-- Begin PASSAGE TO READ --
Melody is a pure delight, though. She's 8 months old now, and it is so incredibly fascinating to watch her personality continue to emerge, especially her sense of humor. I had the chance to spend a lot of time with her today, and it was a hell of a lot of fun.

Digital Cameras

Woo hoo! My Nikon 990 finally came in. It is a sweet camera. 3.34 Megapixels, and 2000x1534 pixel pictures by default. So sharp! I was having lots of gimp fun tonight. Don't ask me about the jerks who sold me the camera, though - classic bait-and-switch artists. Watch out for them!!! After lots of calls, I finally got the camera (the only thing they got right in my order). I think AmEx is going to get a call from me regarding these guys.

Add to that mess the fight I had with Airborne Express to just pick up the package after it arrived in San Francisco. Suffice it to say that not only did Airborne promise me 3 times they'd have the package at my door (even when it was late), they never followed through, and I had to go down to their shipping dock and pick it up myself in order to prevent further frustration.
-- End PASSAGE TO READ --
[DIRECTION 1] From the blog entry, extract the passage starting at "Woo hoo! My" and ending at "regarding these guys.".
[DIRECTION 2] According to the blog entry, how many megapixels does the Nikon 990 have?
[DIRECTION 3] Proceed with the blog entry about the new camera, picking up after its final sentence.
The items aren't needed for any of this.
-- Begin GIVEN ENTRIES --
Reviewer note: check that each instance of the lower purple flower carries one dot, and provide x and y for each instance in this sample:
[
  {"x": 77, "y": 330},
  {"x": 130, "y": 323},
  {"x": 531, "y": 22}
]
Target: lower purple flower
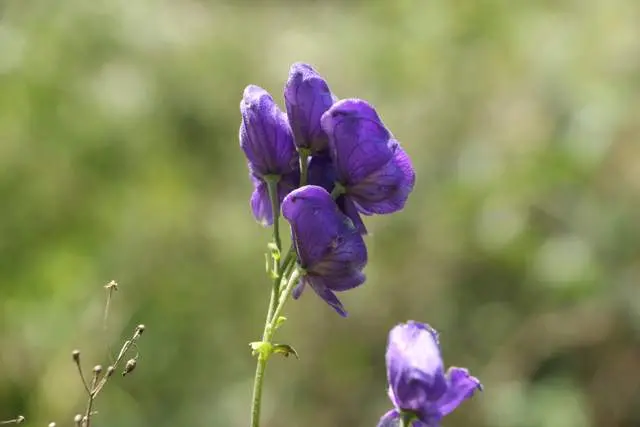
-- End GIVEN ENTRIES --
[WRITTEN ANSWER 1]
Woo hoo! My Nikon 990 finally came in. It is a sweet camera. 3.34 Megapixels, and 2000x1534 pixel pictures by default. So sharp! I was having lots of gimp fun tonight. Don't ask me about the jerks who sold me the camera, though - classic bait-and-switch artists. Watch out for them!!! After lots of calls, I finally got the camera (the only thing they got right in my order). I think AmEx is going to get a call from me regarding these guys.

[WRITTEN ANSWER 2] 3.34 megapixels.

[WRITTEN ANSWER 3]
*Sigh* Well, at least I have the camera now. I took some shots today of Melody at the supermarket, you can see them youself. Sorry Ryan, no PA pictures... ;-)

Apmiser

I released the first production version of apmiser today, woo hoo! apmiser is a tool for IBM Thinkpads that automatically controls the APM power settings based on your usage patterns. I often got pissed off at how slow the Thinkpads were when running on power-save mode - IBM would slow the CPU clock to 1/4 the rate of the full-speed CPU. This significantly saved power, but the performance drop was noticable. Whenever I wanted to do a compile, I would run tpctl to switch the thinkpad into full-power state, and then when I was done, I'd switch back into power-save state. This worked for big compiles, but even then, it was time consuming and sometimes I forgot to go back into power-saving mode, which caused my batteries to run out quickly. In addition, this didn't change performance when doing short CPU intensive tasks, like sorting a mail folder, or switching virtual desktops.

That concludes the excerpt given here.